Write out the records from the very first line down to the line containing "213 125 L 215", both included, as a numbered list with the blank lines dropped.

☆ ☆ ☆ ☆ ☆ ☆ ☆

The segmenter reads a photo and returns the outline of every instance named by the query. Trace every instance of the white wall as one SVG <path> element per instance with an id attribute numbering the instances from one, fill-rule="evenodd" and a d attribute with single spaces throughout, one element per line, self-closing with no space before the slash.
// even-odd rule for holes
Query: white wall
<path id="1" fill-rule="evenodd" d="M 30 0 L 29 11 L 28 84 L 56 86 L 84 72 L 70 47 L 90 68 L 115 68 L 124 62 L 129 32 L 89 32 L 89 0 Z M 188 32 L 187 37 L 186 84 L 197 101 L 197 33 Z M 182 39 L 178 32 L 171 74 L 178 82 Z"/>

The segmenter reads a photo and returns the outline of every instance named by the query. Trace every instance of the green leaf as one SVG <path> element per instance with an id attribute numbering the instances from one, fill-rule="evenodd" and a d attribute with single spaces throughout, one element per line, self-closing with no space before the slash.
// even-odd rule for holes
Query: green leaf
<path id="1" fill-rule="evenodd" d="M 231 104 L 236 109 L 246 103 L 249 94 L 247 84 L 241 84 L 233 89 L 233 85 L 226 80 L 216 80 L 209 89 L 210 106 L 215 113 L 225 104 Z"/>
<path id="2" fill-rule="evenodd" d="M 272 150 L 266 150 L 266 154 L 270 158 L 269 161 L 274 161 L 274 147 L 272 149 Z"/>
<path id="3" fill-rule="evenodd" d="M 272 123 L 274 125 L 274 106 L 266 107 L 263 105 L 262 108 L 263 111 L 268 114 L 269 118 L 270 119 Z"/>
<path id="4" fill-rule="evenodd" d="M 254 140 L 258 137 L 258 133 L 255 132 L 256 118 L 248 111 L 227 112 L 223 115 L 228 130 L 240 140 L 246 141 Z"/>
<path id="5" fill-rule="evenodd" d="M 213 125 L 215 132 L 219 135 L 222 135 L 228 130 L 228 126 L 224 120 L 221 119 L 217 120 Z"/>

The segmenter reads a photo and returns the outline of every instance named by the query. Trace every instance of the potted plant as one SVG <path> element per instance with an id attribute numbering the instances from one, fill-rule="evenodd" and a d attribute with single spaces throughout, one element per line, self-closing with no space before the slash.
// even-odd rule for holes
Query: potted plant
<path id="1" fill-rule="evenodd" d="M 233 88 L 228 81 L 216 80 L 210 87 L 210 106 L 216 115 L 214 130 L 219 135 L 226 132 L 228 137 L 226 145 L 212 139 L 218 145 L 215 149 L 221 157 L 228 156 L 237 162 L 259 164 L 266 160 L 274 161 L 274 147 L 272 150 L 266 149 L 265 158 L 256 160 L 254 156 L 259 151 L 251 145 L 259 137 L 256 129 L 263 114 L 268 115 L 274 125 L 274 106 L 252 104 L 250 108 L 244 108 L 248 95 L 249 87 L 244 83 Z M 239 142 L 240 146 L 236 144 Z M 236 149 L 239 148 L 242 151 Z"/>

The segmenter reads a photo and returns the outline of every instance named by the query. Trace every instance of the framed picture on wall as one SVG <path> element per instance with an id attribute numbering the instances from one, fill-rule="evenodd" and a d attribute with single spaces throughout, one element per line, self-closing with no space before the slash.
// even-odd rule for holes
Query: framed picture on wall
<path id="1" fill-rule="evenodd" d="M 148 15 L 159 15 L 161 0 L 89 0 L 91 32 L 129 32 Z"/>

☆ ☆ ☆ ☆ ☆ ☆ ☆

EXPECTED ANSWER -
1. The segmenter reads a photo and returns the outline of every instance named by the query. Trace every instance of the white wall as one SVG <path> element per instance with an id attribute numbering the instances from one, fill-rule="evenodd" and a d attribute with single spaces throughout, one element per line, self-closing with no space before the slash.
2. // even-odd rule for holes
3. Query: white wall
4. <path id="1" fill-rule="evenodd" d="M 30 0 L 29 11 L 28 84 L 56 86 L 84 72 L 70 47 L 90 68 L 115 68 L 124 62 L 129 32 L 89 32 L 89 0 Z M 188 32 L 187 37 L 186 84 L 197 101 L 197 33 Z M 182 39 L 178 32 L 171 74 L 178 82 Z"/>
5. The segmenter reads a photo and returns the outline of every instance named by the query. Trace every instance of the green leaf as one SVG <path> element per instance with an id attribute numbering the instances from one, fill-rule="evenodd" and a d attribute with single spaces throughout, one element per line, self-closing with no space before the slash.
6. // even-odd rule for holes
7. Query: green leaf
8. <path id="1" fill-rule="evenodd" d="M 231 104 L 236 109 L 246 103 L 249 94 L 247 84 L 241 84 L 233 89 L 233 85 L 226 80 L 216 80 L 209 89 L 210 106 L 215 113 L 225 104 Z"/>
9. <path id="2" fill-rule="evenodd" d="M 272 150 L 266 150 L 266 154 L 270 158 L 269 161 L 274 161 L 274 147 L 272 149 Z"/>
10. <path id="3" fill-rule="evenodd" d="M 272 123 L 274 125 L 274 106 L 266 107 L 263 105 L 262 108 L 263 111 L 268 114 L 269 118 L 270 119 Z"/>
11. <path id="4" fill-rule="evenodd" d="M 254 140 L 258 137 L 258 133 L 255 132 L 256 118 L 248 111 L 227 112 L 223 115 L 228 130 L 240 140 L 246 141 Z"/>
12. <path id="5" fill-rule="evenodd" d="M 213 125 L 215 132 L 219 135 L 222 135 L 228 130 L 228 126 L 224 120 L 221 119 L 217 120 Z"/>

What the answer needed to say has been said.